* _EXCERPT_:
Both are valid depending on numerical properties of the problem.

In any case, we linearise the problem around \boldsymbol{\delta} = \mathbf 0.

Let the Jacobian matrix be:

19 \displaystyle{\begin{align}\mathbf J = \left. \frac{\partial}{\partial \boldsymbol{\delta}} \mathbf F(\mathbf S \oplus \boldsymbol{\delta}) \right]_{\boldsymbol{\delta} = 0}.\end{align}}

Then we can solve \boldsymbol{\delta} using Gauss-Newton:

20 \displaystyle{\begin{align}\mathbf J^T \mathbf J \boldsymbol{\delta}_\text{GN} = -\mathbf J^T \mathbf F\end{align}}

or steepest descent:

21 \displaystyle{\begin{align}\boldsymbol{\delta}_\text{s} = -\mathbf J^T \mathbf F\end{align}}

or more sophisticated algorithms. In practice, we use Powell’s Dog Leg. The update is

22 \displaystyle{\begin{align}\boldsymbol{\delta} = c_\text{GN} \boldsymbol{\delta}_\text{GN} + c_\text{s} \boldsymbol{\delta}_\text{s}\end{align}}

where scalar weights c_\text{GN}, c_\text{s} are chosen such that \|\boldsymbol{\delta} \| \leq \Delta where the scalar parameter \Delta is the radius of the trust region. When \Delta is small, the problem is behaving badly and the quadratic approximation that Gauss-Newton uses is not very valid. In this case, c_\text{GN} is zero, allowing the optimiser to take timid steps along the steepest descent direction. When \Delta is large, the quadratic approximation is good and we take bigger steps in the Gauss-Newton direction.

Heuristics are used to determine when to increase \Delta and when to decrease it.

3.1 Optimisation under uncertainty

When uncertainty is present, the data is associated with some covariance matrix \boldsymbol{\Sigma} which is an n\times n matrix where n is the sise of the residual. The Gauss-Newton update then becomes:

23 \displaystyle{\begin{align}\mathbf J^T \boldsymbol{\Sigma}^{-1} \mathbf J \boldsymbol{\delta} = -\mathbf J^T \boldsymbol{\Sigma}^{-1} \mathbf F\end{align}}

The matrix \boldsymbol{\Sigma}^{-1} is also sometimes called the information matrix. In practice, it is useful to factor this matrix, for example, by taking the matrix square root. Let \mathbf W = \boldsymbol{\Sigma}^{-\frac{1}{2}}, then,

24 \displaystyle{\begin{align}(\mathbf W\mathbf J)^T (\mathbf W\mathbf J) \boldsymbol{\delta} = -(\mathbf W \mathbf J)^T (\mathbf W \mathbf F).\end{align}}

In other words, we just pre-multiply the Jacobian and residual by a weight matrix. This is a form of whitening. In the common case where \boldsymbol{\Sigma} is a diagonal matrix, we simply divide each row of the Jacobian and the residual by the standard deviation.

* _GIVEN DATA_:
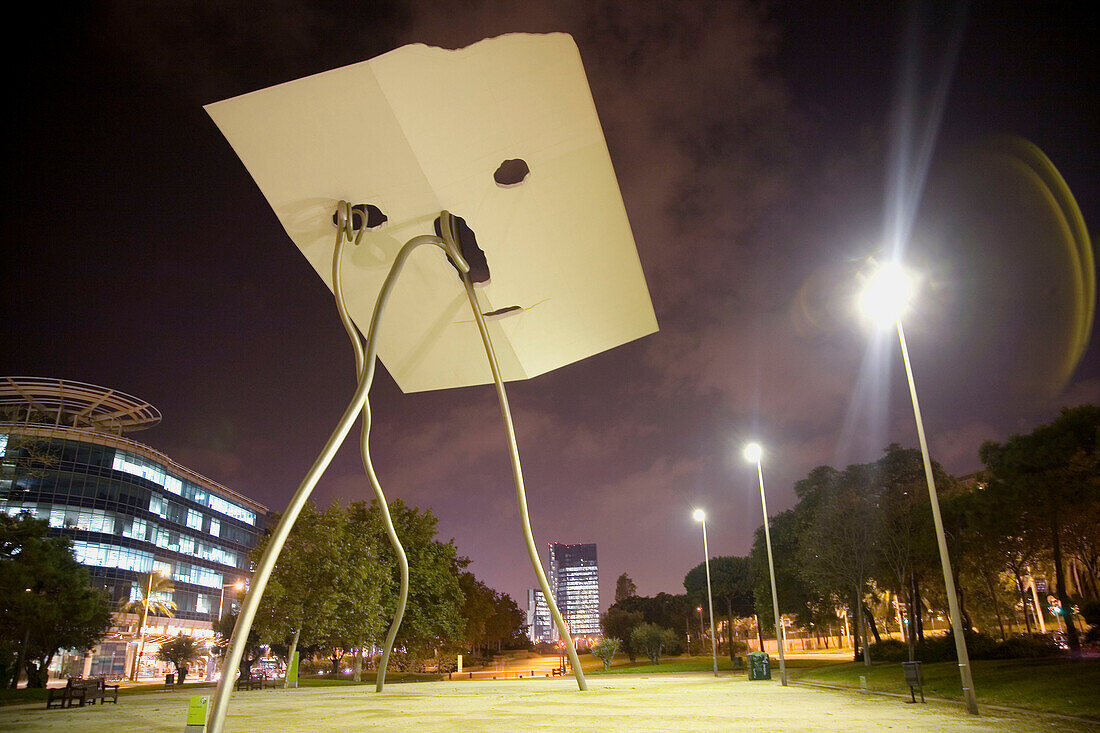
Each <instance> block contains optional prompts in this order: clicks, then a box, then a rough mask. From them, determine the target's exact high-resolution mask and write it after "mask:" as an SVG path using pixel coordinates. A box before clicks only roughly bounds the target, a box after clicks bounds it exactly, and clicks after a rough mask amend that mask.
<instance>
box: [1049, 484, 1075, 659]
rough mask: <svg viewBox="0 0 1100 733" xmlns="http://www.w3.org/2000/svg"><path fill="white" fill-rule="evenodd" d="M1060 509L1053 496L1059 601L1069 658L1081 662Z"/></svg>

* _WHAT YOU SHOULD DO_:
Rewrite the passage of the excerpt starting at "where scalar weights" and ending at "the Gauss-Newton direction.", with "timid" replaced by "cautious".

* _EXERCISE RESPONSE_:
where scalar weights c_\text{GN}, c_\text{s} are chosen such that \|\boldsymbol{\delta} \| \leq \Delta where the scalar parameter \Delta is the radius of the trust region. When \Delta is small, the problem is behaving badly and the quadratic approximation that Gauss-Newton uses is not very valid. In this case, c_\text{GN} is zero, allowing the optimiser to take cautious steps along the steepest descent direction. When \Delta is large, the quadratic approximation is good and we take bigger steps in the Gauss-Newton direction.